Il a assisté à l'exécution de Sitarane, failli mourir sur le front de Verdun, survécu à…
Angélique plus chanceuse que Valentin (3)
En matière de patrimoine, mieux vaut voir le jour rue de Paris que rue Sainte-Marie. On le savait déjà mais l’histoire de la belle Villa Angélique nous le rappelle opportunément : « C’est ainsi que patrimoine et modernité se conjuguent brillamment ». Une conjugaison plus que parfaite pour ce passé décomposé par les termites… et recomposé pour les touristes ? Le temps s’en va… Las le temps !
Bardeaux contre plexiglass
«Nous ne sommes pas des maniaques du passé ! Mais nous revendiquons un urbanisme qui n’oppose pas patrimoine et modernité, en substituant — voire en subtilisant — le premier au profit du second » écrivions-nous il y a quelques jours au sujet de la maison du vieux Valentin1, autrefois située rue Sainte-Marie, répertoriée depuis 2003 en tant que bâtiment d’intérêt architectural au Plan d’occupation des sols… et écrasée en 2013.
Outre que cette maison, construite au 19ème siècle, était porteuse d’une « parcelle » de l’histoire réunionnaise, elle comportait un intérêt architectural et patrimonial reconnu par l’architecte des bâtiments de France, chef du service départemental de l’architecture et du patrimoine, qui soulignait à son sujet l’aspect «remarquable de l’imposte ajourée de la varangue et des consoles chantournées». Mais ce qui faisait de cette maison une bâtisse unique, c’était sa pièce cachée dont le secret de conception est désormais à tout jamais perdu.
Malheureusement pour la case du vieux Valentin, ces caractéristiques d’une architecture créole dont nous nous plaisons à revendiquer la dimension originale, populaire et généreuse, n’ont pas pesé lourd dans la balance de l’urbanisme où s’opposent bardeaux et façades au plexiglass clinique.

> [DONNÉES ENREGISTRÉES]

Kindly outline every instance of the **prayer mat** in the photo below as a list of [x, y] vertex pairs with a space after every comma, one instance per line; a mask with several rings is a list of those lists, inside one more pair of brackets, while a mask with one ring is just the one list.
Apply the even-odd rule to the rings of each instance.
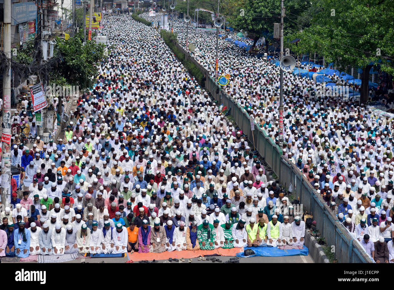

> [CONSIGNES]
(a) Modifiez un passage du texte source : reprenez-le en commençant à « Outre que cette » et en terminant à « tout jamais perdu. », avec « chambre secrète » à la place de « pièce cachée ».
(b) D'après le texte source, depuis quelle année la maison du vieux Valentin était-elle répertoriée comme bâtiment d'intérêt architectural au Plan d'occupation des sols ?
(c) Ces affirmations concordent-elles avec le texte source ? Répondez à chacune par oui ou non, en citant les mots du texte qui tranchent.
(i) La maison du vieux Valentin a été construite au 19ème siècle.
(ii) La maison du vieux Valentin était située rue de Paris.
(iii) Le secret de conception de la pièce cachée a été conservé.

> [CORRIGÉ]
(a)
Outre que cette maison, construite au 19ème siècle, était porteuse d’une « parcelle » de l’histoire réunionnaise, elle comportait un intérêt architectural et patrimonial reconnu par l’architecte des bâtiments de France, chef du service départemental de l’architecture et du patrimoine, qui soulignait à son sujet l’aspect «remarquable de l’imposte ajourée de la varangue et des consoles chantournées». Mais ce qui faisait de cette maison une bâtisse unique, c’était sa chambre secrète dont le secret de conception est désormais à tout jamais perdu.

(b) Depuis 2003.

(c)
(i) Oui : « construite au 19ème siècle ».
(ii) Non : « autrefois située rue Sainte-Marie ».
(iii) Non : « dont le secret de conception est désormais à tout jamais perdu ».